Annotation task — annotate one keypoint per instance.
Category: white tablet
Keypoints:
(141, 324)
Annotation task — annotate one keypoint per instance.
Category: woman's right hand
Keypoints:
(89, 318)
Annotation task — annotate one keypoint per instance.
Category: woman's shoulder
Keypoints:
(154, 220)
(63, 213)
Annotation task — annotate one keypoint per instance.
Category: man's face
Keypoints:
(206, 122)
--
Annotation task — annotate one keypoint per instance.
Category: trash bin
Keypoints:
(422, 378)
* * *
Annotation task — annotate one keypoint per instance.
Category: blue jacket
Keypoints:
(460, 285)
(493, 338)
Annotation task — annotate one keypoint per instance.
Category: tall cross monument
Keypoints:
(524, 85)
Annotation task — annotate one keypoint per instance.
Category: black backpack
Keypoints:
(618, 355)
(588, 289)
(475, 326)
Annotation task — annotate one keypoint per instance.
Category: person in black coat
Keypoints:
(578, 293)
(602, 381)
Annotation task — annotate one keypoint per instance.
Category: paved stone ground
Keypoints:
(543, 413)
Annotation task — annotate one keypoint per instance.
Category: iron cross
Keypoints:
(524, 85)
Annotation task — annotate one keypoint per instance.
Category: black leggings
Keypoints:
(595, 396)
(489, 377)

● **Work request**: Each line of the records with the word "cross" in it is to be copied.

● **Expected answer**:
Category: tall cross monument
Category: iron cross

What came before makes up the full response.